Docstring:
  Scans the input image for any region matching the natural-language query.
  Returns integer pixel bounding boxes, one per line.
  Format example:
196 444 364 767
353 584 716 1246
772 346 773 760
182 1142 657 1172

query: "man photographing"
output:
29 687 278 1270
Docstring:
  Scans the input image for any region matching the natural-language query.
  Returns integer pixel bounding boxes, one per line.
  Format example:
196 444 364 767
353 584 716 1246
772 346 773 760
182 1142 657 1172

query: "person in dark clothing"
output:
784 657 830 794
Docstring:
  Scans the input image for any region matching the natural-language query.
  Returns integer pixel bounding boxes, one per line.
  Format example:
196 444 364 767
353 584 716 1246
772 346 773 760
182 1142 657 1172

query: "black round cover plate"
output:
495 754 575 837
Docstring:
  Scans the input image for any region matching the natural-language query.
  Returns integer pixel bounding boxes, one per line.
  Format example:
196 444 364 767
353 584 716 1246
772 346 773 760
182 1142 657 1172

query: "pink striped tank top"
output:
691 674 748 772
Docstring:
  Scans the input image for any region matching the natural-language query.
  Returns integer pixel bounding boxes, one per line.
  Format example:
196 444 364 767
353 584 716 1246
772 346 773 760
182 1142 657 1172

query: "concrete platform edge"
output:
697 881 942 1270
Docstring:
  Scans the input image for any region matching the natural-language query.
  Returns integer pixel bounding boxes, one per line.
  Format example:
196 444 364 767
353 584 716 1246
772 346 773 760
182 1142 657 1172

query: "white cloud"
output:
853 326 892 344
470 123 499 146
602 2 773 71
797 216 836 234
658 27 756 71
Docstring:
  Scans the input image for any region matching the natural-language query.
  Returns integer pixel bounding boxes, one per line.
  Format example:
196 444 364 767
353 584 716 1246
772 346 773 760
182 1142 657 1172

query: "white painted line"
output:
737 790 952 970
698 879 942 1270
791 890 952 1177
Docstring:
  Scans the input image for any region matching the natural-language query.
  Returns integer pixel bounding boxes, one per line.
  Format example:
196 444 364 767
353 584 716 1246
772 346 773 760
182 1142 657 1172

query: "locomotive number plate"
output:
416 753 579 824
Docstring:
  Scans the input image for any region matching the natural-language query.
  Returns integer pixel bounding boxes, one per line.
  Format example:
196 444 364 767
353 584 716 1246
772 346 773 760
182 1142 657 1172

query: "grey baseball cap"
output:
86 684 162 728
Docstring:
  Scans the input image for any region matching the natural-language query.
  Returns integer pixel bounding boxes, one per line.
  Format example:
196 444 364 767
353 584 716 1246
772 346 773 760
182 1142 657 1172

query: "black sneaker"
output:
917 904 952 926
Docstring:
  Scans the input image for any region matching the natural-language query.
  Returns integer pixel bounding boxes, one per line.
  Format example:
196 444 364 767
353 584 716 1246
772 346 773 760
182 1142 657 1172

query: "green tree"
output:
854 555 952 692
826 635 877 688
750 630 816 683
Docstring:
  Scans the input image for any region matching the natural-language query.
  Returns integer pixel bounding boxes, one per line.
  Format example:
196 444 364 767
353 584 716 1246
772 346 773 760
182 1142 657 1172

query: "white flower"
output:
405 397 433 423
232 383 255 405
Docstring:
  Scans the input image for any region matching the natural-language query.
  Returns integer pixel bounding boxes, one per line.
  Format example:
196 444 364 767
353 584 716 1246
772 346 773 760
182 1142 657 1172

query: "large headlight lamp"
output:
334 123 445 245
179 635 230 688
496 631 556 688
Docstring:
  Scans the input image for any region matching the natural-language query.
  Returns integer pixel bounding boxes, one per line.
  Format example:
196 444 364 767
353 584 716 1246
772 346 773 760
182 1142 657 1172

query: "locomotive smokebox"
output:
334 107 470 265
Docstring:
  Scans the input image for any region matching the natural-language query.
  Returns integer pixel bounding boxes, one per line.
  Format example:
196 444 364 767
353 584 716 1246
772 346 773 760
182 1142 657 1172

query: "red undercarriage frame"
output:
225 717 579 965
☆ ☆ ☆ ☆ ☆
## Goal:
Count the lines in the rows above that contain the string "plate", where a match must have the same letter case. Give only the number.

## Task solution:
2